→ **Instructions to follow**: Repeat the lines of the material from its start through the line holding "M206 172L211 168L211", inclusive.
···
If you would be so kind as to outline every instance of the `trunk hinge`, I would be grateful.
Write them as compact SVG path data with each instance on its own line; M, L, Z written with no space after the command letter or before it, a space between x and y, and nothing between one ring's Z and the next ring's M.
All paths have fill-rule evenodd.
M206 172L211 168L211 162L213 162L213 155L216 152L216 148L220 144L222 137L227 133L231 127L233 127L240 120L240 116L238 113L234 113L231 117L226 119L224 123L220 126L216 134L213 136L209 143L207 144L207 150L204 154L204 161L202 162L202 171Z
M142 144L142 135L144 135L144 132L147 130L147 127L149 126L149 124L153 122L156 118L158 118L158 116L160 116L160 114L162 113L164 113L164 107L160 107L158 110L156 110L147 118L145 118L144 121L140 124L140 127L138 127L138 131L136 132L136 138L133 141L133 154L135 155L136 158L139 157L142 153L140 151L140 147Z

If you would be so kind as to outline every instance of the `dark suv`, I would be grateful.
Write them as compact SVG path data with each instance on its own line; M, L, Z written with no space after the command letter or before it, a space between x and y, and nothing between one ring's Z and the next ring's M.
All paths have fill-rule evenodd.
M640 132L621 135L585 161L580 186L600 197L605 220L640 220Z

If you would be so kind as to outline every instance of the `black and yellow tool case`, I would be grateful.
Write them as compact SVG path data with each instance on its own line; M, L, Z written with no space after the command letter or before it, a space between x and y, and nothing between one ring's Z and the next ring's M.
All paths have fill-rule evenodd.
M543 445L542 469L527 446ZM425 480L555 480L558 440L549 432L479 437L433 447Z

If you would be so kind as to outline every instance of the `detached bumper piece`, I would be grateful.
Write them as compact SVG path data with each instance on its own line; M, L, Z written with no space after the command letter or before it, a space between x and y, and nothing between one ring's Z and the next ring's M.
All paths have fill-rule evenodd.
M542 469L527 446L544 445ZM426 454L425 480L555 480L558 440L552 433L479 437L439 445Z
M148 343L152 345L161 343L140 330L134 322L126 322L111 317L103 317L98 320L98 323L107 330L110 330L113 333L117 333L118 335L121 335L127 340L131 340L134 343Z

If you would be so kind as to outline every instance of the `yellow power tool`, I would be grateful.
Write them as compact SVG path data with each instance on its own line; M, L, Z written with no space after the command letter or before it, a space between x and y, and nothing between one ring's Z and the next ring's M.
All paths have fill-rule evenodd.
···
→ **Output for this exercise**:
If you would be so kind as to outline every instance of the `trunk hinge`, I would be grateful.
Write them as compact SVG path data with each instance on its own line; M, L, Z written with no space after the command letter or before it, a space between x and y, and nothing between one ring's Z and the next ring's M.
All paths have fill-rule evenodd.
M206 172L211 168L211 162L213 162L213 155L216 152L216 148L220 144L222 137L227 133L231 127L233 127L240 120L240 116L238 113L234 113L231 117L226 119L224 123L220 126L216 134L213 136L209 143L207 144L207 150L204 154L204 161L202 162L202 171Z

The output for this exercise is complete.